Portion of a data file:

════════════════════

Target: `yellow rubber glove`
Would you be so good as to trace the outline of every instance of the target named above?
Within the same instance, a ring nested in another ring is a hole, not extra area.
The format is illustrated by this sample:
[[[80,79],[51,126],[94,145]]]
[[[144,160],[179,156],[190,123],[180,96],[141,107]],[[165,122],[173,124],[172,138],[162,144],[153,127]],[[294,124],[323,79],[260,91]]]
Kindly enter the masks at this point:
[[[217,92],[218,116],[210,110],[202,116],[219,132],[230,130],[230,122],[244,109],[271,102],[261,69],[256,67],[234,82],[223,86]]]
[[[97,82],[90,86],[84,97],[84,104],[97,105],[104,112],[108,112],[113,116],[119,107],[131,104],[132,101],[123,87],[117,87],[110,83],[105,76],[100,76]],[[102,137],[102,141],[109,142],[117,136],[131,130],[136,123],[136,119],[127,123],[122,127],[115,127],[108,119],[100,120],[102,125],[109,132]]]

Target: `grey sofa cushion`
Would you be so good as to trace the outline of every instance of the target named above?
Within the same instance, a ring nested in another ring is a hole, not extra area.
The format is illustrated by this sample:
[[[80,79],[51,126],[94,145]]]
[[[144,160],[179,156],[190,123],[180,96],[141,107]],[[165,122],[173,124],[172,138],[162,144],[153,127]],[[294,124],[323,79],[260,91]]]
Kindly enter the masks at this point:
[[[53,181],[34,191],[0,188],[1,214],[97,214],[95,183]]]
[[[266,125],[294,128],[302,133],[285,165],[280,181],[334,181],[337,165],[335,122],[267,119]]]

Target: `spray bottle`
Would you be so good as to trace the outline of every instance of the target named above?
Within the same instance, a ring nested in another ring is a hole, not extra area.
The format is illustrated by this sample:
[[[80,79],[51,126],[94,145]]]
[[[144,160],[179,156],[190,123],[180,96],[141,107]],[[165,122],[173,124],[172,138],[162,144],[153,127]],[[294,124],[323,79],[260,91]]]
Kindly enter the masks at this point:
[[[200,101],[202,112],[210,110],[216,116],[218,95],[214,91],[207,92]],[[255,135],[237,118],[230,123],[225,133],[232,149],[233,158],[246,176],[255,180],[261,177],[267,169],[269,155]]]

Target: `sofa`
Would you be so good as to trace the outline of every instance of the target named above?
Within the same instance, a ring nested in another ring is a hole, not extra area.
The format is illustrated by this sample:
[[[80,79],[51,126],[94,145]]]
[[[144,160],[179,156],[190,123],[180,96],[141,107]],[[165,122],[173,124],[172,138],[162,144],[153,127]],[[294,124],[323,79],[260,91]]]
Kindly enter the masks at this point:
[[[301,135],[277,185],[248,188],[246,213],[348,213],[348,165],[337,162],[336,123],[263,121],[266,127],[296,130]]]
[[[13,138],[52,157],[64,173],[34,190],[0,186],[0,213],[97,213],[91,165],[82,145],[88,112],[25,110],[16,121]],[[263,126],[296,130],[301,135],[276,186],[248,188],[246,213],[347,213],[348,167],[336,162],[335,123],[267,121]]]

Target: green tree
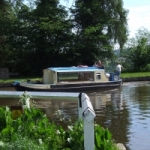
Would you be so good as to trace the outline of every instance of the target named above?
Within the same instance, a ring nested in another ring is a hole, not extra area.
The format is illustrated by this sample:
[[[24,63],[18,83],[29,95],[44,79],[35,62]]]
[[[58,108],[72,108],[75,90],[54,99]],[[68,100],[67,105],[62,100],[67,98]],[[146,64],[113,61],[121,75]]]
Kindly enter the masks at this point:
[[[131,62],[135,71],[147,71],[150,64],[150,32],[141,28],[126,46],[125,57]]]
[[[127,40],[127,10],[122,0],[76,0],[71,13],[79,62],[111,58],[115,43],[122,49]]]

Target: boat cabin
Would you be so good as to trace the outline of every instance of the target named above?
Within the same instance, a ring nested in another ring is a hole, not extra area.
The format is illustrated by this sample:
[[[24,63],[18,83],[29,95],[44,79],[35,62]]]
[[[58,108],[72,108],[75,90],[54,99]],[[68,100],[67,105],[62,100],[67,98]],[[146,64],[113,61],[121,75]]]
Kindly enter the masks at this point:
[[[106,76],[104,69],[97,67],[57,67],[43,70],[44,84],[73,84],[73,83],[90,83],[106,82],[109,78]]]

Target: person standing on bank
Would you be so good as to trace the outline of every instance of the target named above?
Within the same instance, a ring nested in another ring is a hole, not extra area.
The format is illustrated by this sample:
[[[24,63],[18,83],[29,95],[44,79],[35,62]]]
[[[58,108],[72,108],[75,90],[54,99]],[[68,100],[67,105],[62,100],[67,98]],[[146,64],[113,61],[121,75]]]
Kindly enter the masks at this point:
[[[100,69],[104,69],[104,65],[102,64],[102,62],[100,60],[95,62],[95,64],[93,66],[98,67]]]
[[[119,79],[122,69],[124,69],[123,66],[119,62],[116,62],[115,74],[118,75]]]

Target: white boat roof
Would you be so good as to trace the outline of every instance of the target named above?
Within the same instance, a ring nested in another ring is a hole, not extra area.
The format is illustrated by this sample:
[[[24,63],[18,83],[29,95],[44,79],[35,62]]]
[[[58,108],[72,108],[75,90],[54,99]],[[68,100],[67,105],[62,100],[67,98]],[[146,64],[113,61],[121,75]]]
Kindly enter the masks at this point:
[[[104,71],[104,69],[99,69],[98,67],[50,67],[47,68],[55,72],[94,72],[94,71]]]

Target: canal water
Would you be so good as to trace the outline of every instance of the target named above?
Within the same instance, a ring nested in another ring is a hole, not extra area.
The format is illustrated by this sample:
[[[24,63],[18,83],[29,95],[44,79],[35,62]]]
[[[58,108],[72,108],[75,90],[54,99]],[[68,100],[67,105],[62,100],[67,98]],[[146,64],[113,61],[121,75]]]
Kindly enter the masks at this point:
[[[0,88],[14,91],[13,88]],[[116,143],[127,150],[150,150],[150,82],[127,82],[120,89],[86,93],[96,113],[95,123],[108,128]],[[57,110],[67,119],[78,118],[78,102],[65,100],[34,100],[50,120],[59,123]],[[0,106],[14,106],[18,99],[0,98]]]

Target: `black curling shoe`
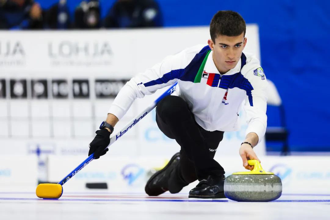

════════════════════

What you need to do
Copy out all of the material above line for line, without changing anything, and leave out the pictures.

The output
Target: `yellow rubber glove`
Would you be so good as to trace the outline of every instance of the target named above?
Within the same instance, a ring nested in another ring is a hole, not extra area.
The format is illustrated by this sample:
[[[80,79],[51,126],[94,145]]]
[[[144,160],[179,156],[190,123],[180,96],[141,107]],[[165,122],[173,124],[172,138],[162,144],[153,127]],[[294,124],[323,79],[260,91]]]
Kindly enter the masks at this point:
[[[217,92],[218,116],[210,110],[202,116],[219,132],[230,130],[230,122],[244,109],[271,102],[261,69],[256,67],[234,82],[223,86]]]
[[[97,82],[90,86],[84,97],[84,104],[97,105],[104,112],[108,112],[113,116],[119,107],[131,104],[132,101],[123,87],[117,87],[110,83],[105,76],[100,76]],[[102,137],[102,141],[109,142],[117,136],[131,130],[136,123],[136,119],[127,123],[122,127],[115,127],[108,119],[100,120],[102,125],[109,132]]]

Target: `grey sofa cushion`
Would you be so good as to trace the outline of every instance of the target named above?
Within the same instance, a ring nested in another ring is a hole, not extra area.
The format is illustrated by this sample:
[[[80,79],[51,126],[94,145]]]
[[[144,160],[179,156],[190,123],[180,96],[141,107]],[[165,122],[173,124],[172,138],[162,144],[153,127]],[[294,124],[323,79],[260,91]]]
Kindly enter the masks at this point:
[[[53,181],[34,191],[0,188],[1,214],[97,214],[95,183]]]
[[[266,125],[294,128],[302,133],[285,165],[280,181],[334,181],[337,165],[335,122],[267,119]]]

Target: `spray bottle`
Would you be so good as to trace the outline of every instance of the target named above?
Within the same instance, a ring nested in another ring is a hole, not extra area.
The format is illustrated by this sample:
[[[80,79],[51,126],[94,145]]]
[[[144,160],[179,156],[190,123],[180,96],[141,107]],[[165,122],[173,124],[172,138],[162,144],[153,127]],[[294,124],[323,79],[260,91]]]
Kindly enter the masks at this point:
[[[200,101],[202,112],[210,110],[216,116],[218,95],[214,91],[207,92]],[[255,135],[237,118],[230,123],[225,133],[232,149],[233,158],[246,176],[255,180],[261,177],[267,169],[269,155]]]

Target: `sofa`
Would you be so good as to trace the outline of every instance of the target named above?
Within the same instance, a ring nested in another ring is a hole, not extra area.
The format is illustrated by this sample:
[[[80,79],[51,126],[94,145]]]
[[[144,160],[179,156],[190,123],[180,96],[141,107]],[[165,122],[173,124],[172,138],[162,144],[153,127]],[[294,124],[323,79],[260,91]]]
Kindly enter the masks at this point:
[[[301,135],[277,185],[248,188],[246,213],[348,213],[348,165],[337,162],[336,123],[263,121],[266,127],[296,130]]]
[[[13,138],[52,157],[64,173],[34,190],[0,186],[0,213],[97,213],[91,165],[82,145],[88,112],[25,110],[16,121]],[[263,126],[296,130],[301,135],[276,186],[248,188],[246,213],[347,213],[348,167],[336,162],[335,123],[267,121]]]

Target: green tree
Would you be so good as to trace the outline of every instance of the target named above?
Within the same instance, a ring nested in another ring is a hole, not extra area.
The format is illustrated by this sample:
[[[24,63],[18,83],[29,95],[44,79],[35,62]]]
[[[58,108],[72,108],[75,90],[54,99]],[[68,100],[67,105],[62,100],[67,98]],[[146,64],[113,61],[121,75]]]
Kindly enter the masks at this point:
[[[131,62],[135,71],[147,71],[150,64],[150,32],[141,28],[126,46],[125,57]]]
[[[127,40],[127,10],[122,0],[76,0],[71,13],[79,62],[111,58],[115,43],[122,49]]]

Target: boat cabin
Would you be so good as to trace the outline of every instance of the target named above?
Within the same instance, a ring nested in another ring is a hole, not extra area.
The format is illustrated by this sample:
[[[24,63],[18,83],[29,95],[44,79],[35,62]]]
[[[58,108],[72,108],[75,90],[54,99]],[[68,100],[67,105],[62,100],[67,98]],[[146,64],[113,61],[121,75]]]
Kindly enter the masks at this point:
[[[106,76],[104,69],[97,67],[57,67],[43,70],[44,84],[73,84],[73,83],[90,83],[106,82],[109,78]]]

Target: person standing on bank
Would you be so good as to trace the outline of every instance of the target named above?
Within the same instance, a ring nested in another ring is a hole, not extra area.
The format is illustrated by this sample:
[[[24,63],[18,83],[29,95],[44,79],[35,62]]]
[[[58,108],[72,108],[75,90],[54,99]],[[68,100],[67,105],[62,100],[67,98]],[[146,64],[113,61],[121,75]]]
Kindly enter the masks at this point:
[[[100,69],[104,69],[104,65],[102,64],[102,62],[100,60],[95,62],[95,64],[93,66],[98,67]]]
[[[119,79],[122,69],[124,69],[123,66],[119,62],[116,62],[115,74],[118,75]]]

Target: white boat roof
Would you be so good as to trace the outline of every instance of the target named above?
Within the same instance, a ring nested in another ring is a hole, not extra area.
The format is illustrated by this sample:
[[[24,63],[18,83],[29,95],[44,79],[35,62]]]
[[[58,108],[72,108],[75,90],[54,99]],[[68,100],[67,105],[62,100],[67,98]],[[146,64],[113,61],[121,75]]]
Kindly enter the masks at this point:
[[[104,71],[104,69],[99,69],[98,67],[50,67],[47,68],[55,72],[94,72],[94,71]]]

Target: canal water
Would you be so good as to trace the outline of every instance of the target named above?
Within the same instance, a ring nested in another ring is a hole, not extra area.
The format is illustrated by this sample:
[[[24,63],[18,83],[29,95],[44,79],[35,62]]]
[[[58,108],[72,108],[75,90],[54,99]],[[68,100],[67,105],[62,100],[67,98]],[[146,64],[113,61],[121,75]]]
Kindly enter the masks at this point:
[[[0,88],[14,91],[13,88]],[[116,143],[127,150],[150,150],[150,82],[127,82],[120,89],[86,93],[96,113],[95,123],[108,128]],[[57,110],[67,119],[78,118],[78,102],[65,100],[34,100],[50,120],[59,123]],[[0,106],[14,106],[18,99],[0,98]]]

Target: `black curling shoe`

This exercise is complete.